AIM OF THE EXERCISE: Every word of the data below has to be copied faithfully.

(Point localization data)

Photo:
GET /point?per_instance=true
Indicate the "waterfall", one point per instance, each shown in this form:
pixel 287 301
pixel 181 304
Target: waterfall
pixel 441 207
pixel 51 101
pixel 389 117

YOUR SOLUTION:
Photo:
GET /point?per_instance=true
Indicate the "waterfall", one point per instance, each shown in this form:
pixel 287 301
pixel 181 304
Target: waterfall
pixel 441 207
pixel 51 101
pixel 389 117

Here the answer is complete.